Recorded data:
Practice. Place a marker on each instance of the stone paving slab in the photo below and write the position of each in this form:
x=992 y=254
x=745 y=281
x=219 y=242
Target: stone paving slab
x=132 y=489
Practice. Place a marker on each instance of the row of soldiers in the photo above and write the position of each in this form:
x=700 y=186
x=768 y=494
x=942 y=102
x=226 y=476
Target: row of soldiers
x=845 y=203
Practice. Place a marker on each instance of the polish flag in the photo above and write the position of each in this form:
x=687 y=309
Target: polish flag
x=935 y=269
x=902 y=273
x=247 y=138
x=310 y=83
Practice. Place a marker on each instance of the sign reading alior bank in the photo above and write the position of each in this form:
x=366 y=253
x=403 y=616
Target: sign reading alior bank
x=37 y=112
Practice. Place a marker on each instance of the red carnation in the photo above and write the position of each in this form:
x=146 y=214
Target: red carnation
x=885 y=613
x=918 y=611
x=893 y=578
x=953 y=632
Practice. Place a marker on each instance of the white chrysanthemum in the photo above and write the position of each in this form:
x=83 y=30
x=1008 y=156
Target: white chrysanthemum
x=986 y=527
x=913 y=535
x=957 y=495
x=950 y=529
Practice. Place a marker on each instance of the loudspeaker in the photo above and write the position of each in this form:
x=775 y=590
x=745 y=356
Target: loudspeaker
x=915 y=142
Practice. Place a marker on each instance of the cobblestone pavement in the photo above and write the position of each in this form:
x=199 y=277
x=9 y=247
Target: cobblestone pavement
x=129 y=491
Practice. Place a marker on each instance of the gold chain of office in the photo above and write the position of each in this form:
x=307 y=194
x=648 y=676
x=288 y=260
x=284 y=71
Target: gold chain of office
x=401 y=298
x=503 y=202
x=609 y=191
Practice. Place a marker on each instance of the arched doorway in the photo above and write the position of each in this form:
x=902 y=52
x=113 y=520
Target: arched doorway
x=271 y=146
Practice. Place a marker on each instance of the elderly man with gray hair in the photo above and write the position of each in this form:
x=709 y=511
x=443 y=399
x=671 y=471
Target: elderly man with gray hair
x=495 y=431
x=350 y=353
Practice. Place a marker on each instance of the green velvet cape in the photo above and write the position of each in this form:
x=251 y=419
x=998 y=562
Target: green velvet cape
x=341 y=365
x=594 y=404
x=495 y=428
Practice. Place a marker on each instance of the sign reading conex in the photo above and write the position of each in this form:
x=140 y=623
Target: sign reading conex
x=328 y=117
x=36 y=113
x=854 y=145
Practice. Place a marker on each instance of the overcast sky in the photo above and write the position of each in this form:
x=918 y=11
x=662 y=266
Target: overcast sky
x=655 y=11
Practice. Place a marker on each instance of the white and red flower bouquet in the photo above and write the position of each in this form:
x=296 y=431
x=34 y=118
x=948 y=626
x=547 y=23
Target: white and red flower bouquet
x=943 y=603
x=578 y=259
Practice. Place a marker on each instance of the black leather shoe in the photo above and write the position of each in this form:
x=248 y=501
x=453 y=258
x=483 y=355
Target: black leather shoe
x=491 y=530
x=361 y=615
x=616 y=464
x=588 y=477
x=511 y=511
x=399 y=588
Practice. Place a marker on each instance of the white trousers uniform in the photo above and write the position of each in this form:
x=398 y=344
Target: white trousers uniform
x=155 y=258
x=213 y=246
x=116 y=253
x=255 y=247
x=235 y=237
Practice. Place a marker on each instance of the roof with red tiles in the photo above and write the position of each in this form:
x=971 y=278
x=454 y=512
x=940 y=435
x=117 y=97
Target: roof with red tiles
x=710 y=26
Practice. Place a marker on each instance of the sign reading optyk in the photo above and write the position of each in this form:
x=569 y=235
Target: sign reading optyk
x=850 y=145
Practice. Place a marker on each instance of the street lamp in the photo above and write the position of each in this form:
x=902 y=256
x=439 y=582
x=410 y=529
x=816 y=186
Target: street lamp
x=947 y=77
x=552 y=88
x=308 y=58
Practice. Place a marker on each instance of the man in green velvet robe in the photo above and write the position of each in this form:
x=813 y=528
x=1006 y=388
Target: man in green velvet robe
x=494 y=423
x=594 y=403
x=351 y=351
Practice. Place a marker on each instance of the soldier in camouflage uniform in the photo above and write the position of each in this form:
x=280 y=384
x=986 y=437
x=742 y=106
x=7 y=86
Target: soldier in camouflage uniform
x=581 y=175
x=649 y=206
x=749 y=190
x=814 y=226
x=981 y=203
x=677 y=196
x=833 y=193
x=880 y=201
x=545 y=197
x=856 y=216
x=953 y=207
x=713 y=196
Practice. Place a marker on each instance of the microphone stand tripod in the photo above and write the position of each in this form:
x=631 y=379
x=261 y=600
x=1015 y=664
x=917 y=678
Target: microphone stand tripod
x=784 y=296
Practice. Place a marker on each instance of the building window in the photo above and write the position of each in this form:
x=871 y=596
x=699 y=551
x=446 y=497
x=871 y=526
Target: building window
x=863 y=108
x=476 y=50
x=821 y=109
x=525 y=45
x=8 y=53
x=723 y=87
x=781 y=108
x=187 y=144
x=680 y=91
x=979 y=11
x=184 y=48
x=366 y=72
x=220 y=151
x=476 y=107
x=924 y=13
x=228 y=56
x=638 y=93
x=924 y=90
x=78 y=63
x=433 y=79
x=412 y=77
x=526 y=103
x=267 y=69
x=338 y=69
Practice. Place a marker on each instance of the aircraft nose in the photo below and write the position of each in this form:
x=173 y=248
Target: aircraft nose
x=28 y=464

> _ABOUT THIS EXERCISE_: What is the number of lines above that contain "below"? Answer with that number only.

> _RESPONSE AREA_: 2